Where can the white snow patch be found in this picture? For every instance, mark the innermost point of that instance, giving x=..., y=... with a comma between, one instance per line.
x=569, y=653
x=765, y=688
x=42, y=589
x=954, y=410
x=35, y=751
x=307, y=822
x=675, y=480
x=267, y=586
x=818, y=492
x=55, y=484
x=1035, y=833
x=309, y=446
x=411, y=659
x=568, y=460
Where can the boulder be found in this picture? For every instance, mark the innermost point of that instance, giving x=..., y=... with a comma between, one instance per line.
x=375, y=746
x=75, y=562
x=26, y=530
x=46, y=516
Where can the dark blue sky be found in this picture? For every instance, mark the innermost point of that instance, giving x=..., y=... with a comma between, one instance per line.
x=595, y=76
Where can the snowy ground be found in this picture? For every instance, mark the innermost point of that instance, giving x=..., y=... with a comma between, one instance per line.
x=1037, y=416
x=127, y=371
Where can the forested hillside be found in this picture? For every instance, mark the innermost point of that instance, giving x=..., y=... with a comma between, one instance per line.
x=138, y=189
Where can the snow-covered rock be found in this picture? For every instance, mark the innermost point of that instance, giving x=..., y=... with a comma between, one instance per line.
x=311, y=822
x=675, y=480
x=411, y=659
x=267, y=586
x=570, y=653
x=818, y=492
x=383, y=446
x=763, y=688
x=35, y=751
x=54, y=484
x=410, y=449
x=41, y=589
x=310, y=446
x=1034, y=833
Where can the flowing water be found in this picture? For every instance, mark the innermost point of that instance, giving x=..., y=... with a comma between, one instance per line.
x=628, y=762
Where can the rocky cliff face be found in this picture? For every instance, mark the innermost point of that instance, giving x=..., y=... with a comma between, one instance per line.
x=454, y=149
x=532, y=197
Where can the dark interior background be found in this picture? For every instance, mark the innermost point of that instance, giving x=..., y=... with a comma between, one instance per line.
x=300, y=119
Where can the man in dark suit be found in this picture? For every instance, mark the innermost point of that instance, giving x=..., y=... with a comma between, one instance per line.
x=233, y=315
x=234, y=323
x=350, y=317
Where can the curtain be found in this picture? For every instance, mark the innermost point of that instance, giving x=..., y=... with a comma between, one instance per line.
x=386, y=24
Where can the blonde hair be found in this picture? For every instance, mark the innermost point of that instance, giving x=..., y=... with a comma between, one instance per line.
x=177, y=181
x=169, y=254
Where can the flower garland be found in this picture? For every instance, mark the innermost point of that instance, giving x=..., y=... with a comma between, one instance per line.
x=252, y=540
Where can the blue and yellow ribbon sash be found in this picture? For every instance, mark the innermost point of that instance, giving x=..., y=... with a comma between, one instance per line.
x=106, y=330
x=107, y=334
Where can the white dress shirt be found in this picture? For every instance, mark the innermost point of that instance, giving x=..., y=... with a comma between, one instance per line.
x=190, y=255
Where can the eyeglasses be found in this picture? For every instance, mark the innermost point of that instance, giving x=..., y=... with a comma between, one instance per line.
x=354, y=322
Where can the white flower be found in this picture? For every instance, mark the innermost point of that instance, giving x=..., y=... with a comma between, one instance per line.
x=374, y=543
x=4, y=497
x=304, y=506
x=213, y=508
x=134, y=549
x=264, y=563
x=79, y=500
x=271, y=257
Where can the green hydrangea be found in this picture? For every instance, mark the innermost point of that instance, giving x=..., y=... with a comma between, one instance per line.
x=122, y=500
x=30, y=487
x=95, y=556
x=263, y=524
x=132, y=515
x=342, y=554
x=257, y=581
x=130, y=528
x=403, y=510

━━━━━━━━━━━━━━━━

Exactly as it appears above, retype the material in full.

> _Task solution_:
Where can the white snow patch be found in this picture? For every instance, mark the innermost point of that instance, giving x=..., y=... with a comma between, one instance per line.
x=569, y=653
x=765, y=688
x=42, y=589
x=954, y=410
x=35, y=751
x=307, y=822
x=675, y=480
x=267, y=586
x=818, y=492
x=55, y=484
x=1035, y=833
x=309, y=446
x=411, y=659
x=568, y=460
Where can the boulder be found in this picture? For every instance, mark the innermost point of that instance, giving x=..., y=... with a comma between, one instance per line.
x=375, y=746
x=75, y=562
x=26, y=530
x=46, y=516
Where can the dark blue sky be found in this picture? For every instance, mark the innermost point of that instance, giving x=..., y=... with a comma between, one instance per line.
x=595, y=76
Where can the snowy ground be found in this picture? For every instance, mark the innermost point of that instance, giving x=..., y=... with a comma between, one instance per line.
x=1037, y=416
x=127, y=371
Where can the forested hillside be found in this picture? For every instance, mark the innermost point of that instance, giving x=..., y=... with a comma between, one instance per line.
x=138, y=189
Where can the snow-covered rock be found in this picture? For every instance, mark the innermost point of that instance, giving x=..., y=... with a comma between, one instance per line.
x=311, y=822
x=675, y=480
x=411, y=659
x=267, y=586
x=570, y=653
x=818, y=492
x=383, y=446
x=763, y=688
x=35, y=751
x=54, y=484
x=410, y=449
x=41, y=589
x=310, y=446
x=1034, y=833
Where can the flowing water be found in this picture? For every instance, mark the innermost point of that instance, giving x=..., y=... with a comma between, one instance per line.
x=628, y=762
Where can the rocky cliff face be found in this picture? For every instance, mark the innermost point of that instance, giving x=..., y=... with a comma between, one instance per line.
x=454, y=149
x=532, y=197
Where can the dark interior background be found in this picture? For every instance, mark the innermost point of that instance, giving x=..., y=... with a comma between, one instance per line.
x=300, y=119
Where can the man in dark suit be found in this picture? For every instance, mark the innermost point of that instance, giving x=..., y=... with a comma between, one instance per line.
x=233, y=315
x=234, y=323
x=350, y=317
Where can the curtain be found in this picture? For every instance, mark the innermost point of that instance, giving x=..., y=... with a comma between, one instance per line.
x=386, y=24
Where can the blonde hair be found in this picture? For every instance, mark the innermost point of that instance, giving x=..., y=... with a comma between, one instance per line.
x=177, y=181
x=169, y=254
Where can the flower garland be found in this picture? For every instance, mark the innermost point of that instance, giving x=..., y=... with a comma between, one instance per line.
x=252, y=540
Where can the blue and yellow ribbon sash be found in this picture? For every instance, mark the innermost point of that instance, giving x=..., y=... with a comma between, one instance per line.
x=106, y=330
x=107, y=334
Where can the white dress shirt be found in this picture? For every instance, mark the innermost point of that instance, giving x=..., y=... with a comma between, one instance per line.
x=190, y=255
Where can the eyeglasses be found in this picture? For every instance, mark the innermost point of that instance, giving x=..., y=... with a comma between, one instance per line.
x=354, y=322
Where can the white flower be found in this picture? For every instance, mark the innermost point of that instance, giving x=..., y=... with a comma between, one instance per line.
x=374, y=543
x=4, y=497
x=304, y=506
x=213, y=508
x=134, y=549
x=264, y=563
x=79, y=500
x=271, y=257
Where can the green hydrangea be found in this picture? For every instance, mark the innermost point of that instance, giving x=..., y=... with a comma between, one instance per line.
x=122, y=500
x=30, y=487
x=95, y=556
x=263, y=524
x=132, y=515
x=342, y=554
x=257, y=581
x=130, y=528
x=403, y=510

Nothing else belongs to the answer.